*Working data*
* * *

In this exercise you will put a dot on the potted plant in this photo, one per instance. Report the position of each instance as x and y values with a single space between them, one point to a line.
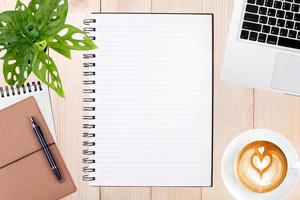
28 31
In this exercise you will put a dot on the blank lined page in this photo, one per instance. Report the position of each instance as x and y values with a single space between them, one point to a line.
153 100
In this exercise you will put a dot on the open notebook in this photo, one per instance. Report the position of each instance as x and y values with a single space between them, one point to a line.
150 100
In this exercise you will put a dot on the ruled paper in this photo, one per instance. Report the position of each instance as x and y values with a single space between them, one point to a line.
153 100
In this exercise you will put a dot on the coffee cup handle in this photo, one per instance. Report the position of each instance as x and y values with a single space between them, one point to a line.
295 165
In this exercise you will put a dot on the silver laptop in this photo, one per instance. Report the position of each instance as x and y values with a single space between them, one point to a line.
263 48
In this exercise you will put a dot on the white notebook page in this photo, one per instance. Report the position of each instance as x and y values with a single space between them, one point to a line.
153 100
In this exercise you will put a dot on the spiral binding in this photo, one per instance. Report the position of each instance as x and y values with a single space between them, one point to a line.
88 117
8 91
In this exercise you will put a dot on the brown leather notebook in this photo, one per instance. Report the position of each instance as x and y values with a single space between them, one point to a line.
24 169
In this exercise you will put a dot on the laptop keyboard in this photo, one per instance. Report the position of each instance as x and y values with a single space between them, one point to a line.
274 22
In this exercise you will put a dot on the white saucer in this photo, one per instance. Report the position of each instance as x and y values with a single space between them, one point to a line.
227 167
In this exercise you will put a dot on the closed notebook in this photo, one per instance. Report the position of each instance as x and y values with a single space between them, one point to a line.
24 170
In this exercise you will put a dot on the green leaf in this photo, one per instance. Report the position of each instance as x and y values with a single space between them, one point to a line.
10 36
17 64
59 45
70 38
45 69
50 15
25 21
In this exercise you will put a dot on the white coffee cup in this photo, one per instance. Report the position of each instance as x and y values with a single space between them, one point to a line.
237 144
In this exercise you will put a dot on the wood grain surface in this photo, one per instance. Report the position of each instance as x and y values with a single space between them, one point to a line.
236 109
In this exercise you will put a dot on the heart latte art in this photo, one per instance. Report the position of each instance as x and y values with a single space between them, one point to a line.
260 166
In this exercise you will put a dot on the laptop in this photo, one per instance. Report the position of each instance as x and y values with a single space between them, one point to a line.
263 48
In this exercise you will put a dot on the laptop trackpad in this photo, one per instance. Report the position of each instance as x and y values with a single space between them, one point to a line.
286 75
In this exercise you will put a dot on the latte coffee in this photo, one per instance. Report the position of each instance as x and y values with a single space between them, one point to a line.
260 166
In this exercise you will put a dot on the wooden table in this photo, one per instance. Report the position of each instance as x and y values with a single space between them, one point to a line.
236 108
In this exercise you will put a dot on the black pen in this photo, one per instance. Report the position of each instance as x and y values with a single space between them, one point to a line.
46 149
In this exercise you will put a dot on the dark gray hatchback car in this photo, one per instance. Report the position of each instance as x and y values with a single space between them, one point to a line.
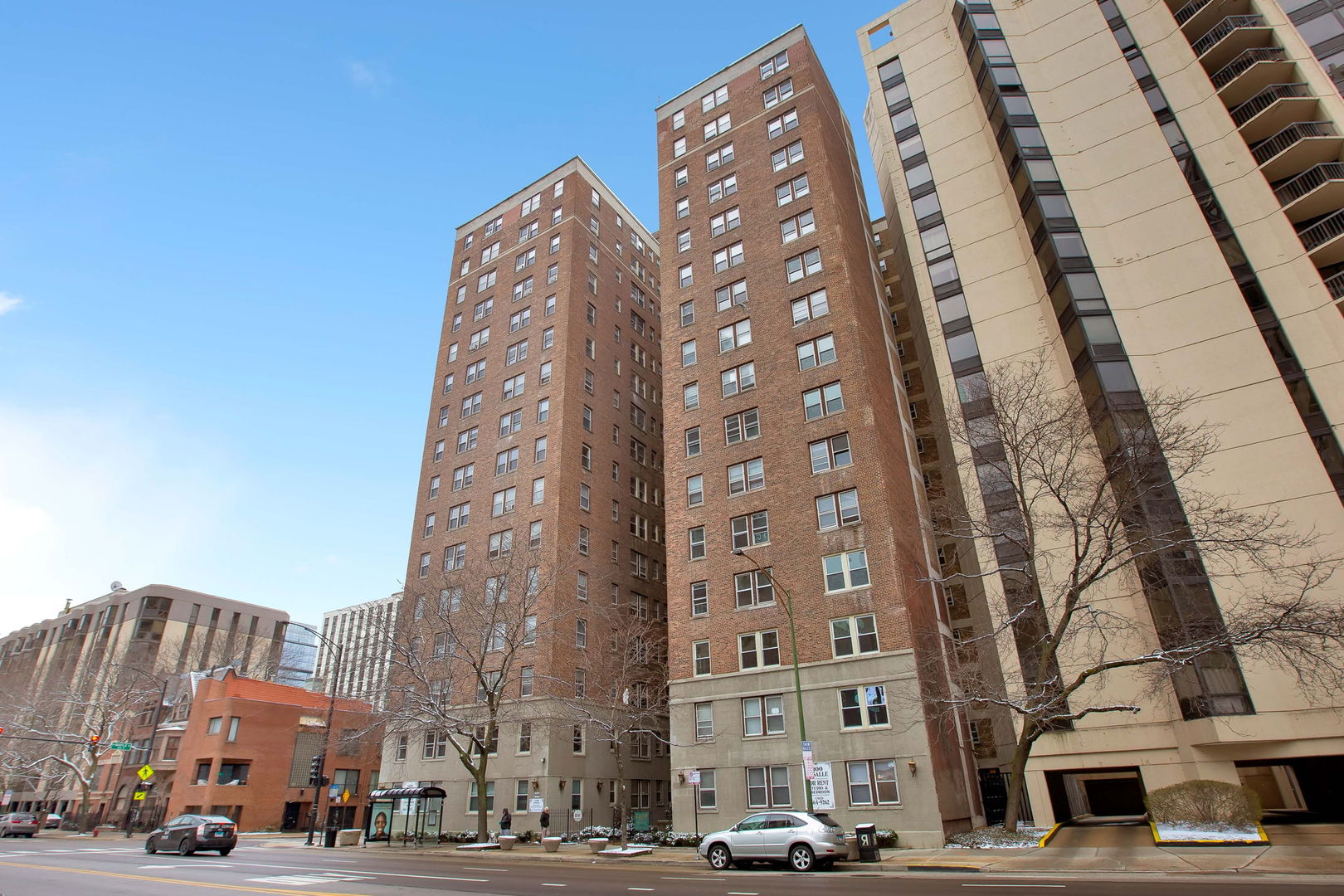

* * *

*Activity*
Copy the records above exactly. Do not carry any picture into the copy.

*Solution*
In this exercise you will put a dot on the potted plant in this photo, one per instance. Report the position of each instance as x and y values with a single space between them, one point to a line.
28 31
In this exercise you will put a dot on the blank lined page in this photo, one per instance. Report the position of each instance as x and y values with a single space between them, one point to a line.
153 100
In this exercise you will put a dot on the open notebook in this photo, one per instance. Report the position of each instance as x and y values with a single space between them, one point to a line.
150 100
In this exercise you will put a dot on the ruled paper in this photo, one per instance. Report the position of each instance as x and y values with a single space between them, one point to a line.
153 100
In this exercise you will put a dot on the coffee cup handle in this photo, one per instance. Report the position of each instance as x and y values with a single space between them, one point to a line.
295 165
In this exercise you will put a dot on the silver laptop in this photo, one per instance. Report the position of each instance as x and y values with a single space between them, one point to a line.
263 48
In this exercise you will put a dot on the white notebook page in this photo, one per instance. Report the position of each instance as x and y values with a single space between them, one point to a line.
153 100
In this exercise you will put a dot on the spiral binding in this photo, one per instance. Report the position of each instance as x and y values with a single space between them, one point to a line.
88 117
8 91
In this exercise you will put a dot on the brown leather notebook in this photo, one per instance. Report the position of each instance as x and y values with a single space between them, one point to a line.
24 169
In this exercise you will put a dot on the laptop keyboard in this photo, one per instance. Report the position of each instance as x and y values with a single space between them, one point to a line.
274 22
In this exercise you will put a dot on the white saucer in this photo, one per instance. Report the position of each instance as x and y values with a single space between them, one point to a line.
227 167
In this exercise you will put a dot on the closed notebook in this photo, one per instance. Report the position of each instance as x and y values with a single space between them, one point to a line.
24 170
In this exercise you will put a dot on the green leaf in this photo, one per instance. Report the position of each instance as x and y values with a single space between them, one point to a line.
10 36
17 64
59 45
70 38
45 69
50 15
25 21
In this exercise you will put a dot on the white coffee cup in this photo, one per instance. Report the position of each instance as x and y values with a single space between them, one point to a line.
237 144
In this exercise you will put a dot on the wood grain surface in this photo, one per instance. Report the position of each instance as x and y values with a single space between them, one point to a line.
236 109
In this exercise you will put a dot on the heart latte art in this photo, one per instance. Report the position of each instance as x and y values with a single space between them, one point to a line.
260 166
In this exercise you will put a dot on the laptop in this photo, one per instance. Report the position of each instance as x and y values with a single space between them, one point to a line.
263 48
In this exercise you will put a dot on the laptop trackpad in this photo, one per instance. Report the position of each instance as x and y values with a single space between them, one point to a line.
286 75
In this exercise you will put a dot on the latte coffee in this photo, one per instance. Report the position of each instance as x and y values with a single space between them, one point to a line.
260 166
In this exercise you will put a dot on the wooden table in this photo, one per instance. Report the position of each instance as x and y values with a single space between them, one point to a line.
236 108
In this exercise you will put a dot on the black pen in this photo, one per instance. Report the position of each instance as x and y values with a single space between them, one point to a line.
46 149
In this exercise you will put a dot on the dark gray hatchback car in this photo, one per instance. Report the position of each instance as x and y values with a single space between them, one point to a line.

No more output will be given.